> _What needs to be done_
Copy the Stephen Wright profile from "English cricketer and" up to and including "Waller for 0.".

Personal information
- Full name: Stephen Wright
- Born: 4 February 1952 (age 74) Muswell Hill, Middlesex, England
- Batting: Right-handed

Domestic team information
- 1973–1974: Cambridge University

Career statistics
| Competition | First-class | List A |
| Matches | 10 | 1 |
| Runs scored | 277 | 0 |
| Batting average | 14.57 | 0.00 |
| 100s/50s | 0/0 | 0/0 |
| Top score | 41 | 0 |
| Catches/stumpings | 2/– | 0/– |
- Source: Cricinfo, 15 January 2022

= Stephen Wright (cricketer, born 1952) =

English cricketer and surgeon

Stephen Wright (born 4 February 1952) is an English former first-class cricketer.

Wright was born at Muswell Hill in February 1952 and later studied at Emmanuel College at the University of Cambridge. While studying at Cambridge, he played first-class cricket for Cambridge University Cricket Club in 1973, making ten appearances, which included playing that seasons University Match against Oxford. Playing as a batsman who was utilised as both an opening and middle order batsman in the Cambridge side, he scored 277 runs at an average of 14.57, with a highest score of 41. Wright played for Cambridge the following season, making a single List A one-day appearance against Sussex at Hove in the Benson & Hedges Cup; batting in the middle order, he was dismissed by Chris Waller for 0.

[Data from a source]
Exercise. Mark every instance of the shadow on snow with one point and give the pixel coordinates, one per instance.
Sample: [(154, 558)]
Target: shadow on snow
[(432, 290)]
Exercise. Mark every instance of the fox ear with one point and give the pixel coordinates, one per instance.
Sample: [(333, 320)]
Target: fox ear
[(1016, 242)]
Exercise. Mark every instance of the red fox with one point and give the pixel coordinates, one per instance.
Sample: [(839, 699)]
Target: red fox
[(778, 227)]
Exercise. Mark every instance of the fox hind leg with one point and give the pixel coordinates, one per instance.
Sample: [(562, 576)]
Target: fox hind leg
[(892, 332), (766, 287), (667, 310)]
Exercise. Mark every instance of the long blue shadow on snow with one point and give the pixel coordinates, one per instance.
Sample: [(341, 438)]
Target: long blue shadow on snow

> _Solution_
English cricketer and surgeon

Stephen Wright (born 4 February 1952) is an English former first-class cricketer.

Wright was born at Muswell Hill in February 1952 and later studied at Emmanuel College at the University of Cambridge. While studying at Cambridge, he played first-class cricket for Cambridge University Cricket Club in 1973, making ten appearances, which included playing that seasons University Match against Oxford. Playing as a batsman who was utilised as both an opening and middle order batsman in the Cambridge side, he scored 277 runs at an average of 14.57, with a highest score of 41. Wright played for Cambridge the following season, making a single List A one-day appearance against Sussex at Hove in the Benson & Hedges Cup; batting in the middle order, he was dismissed by Chris Waller for 0.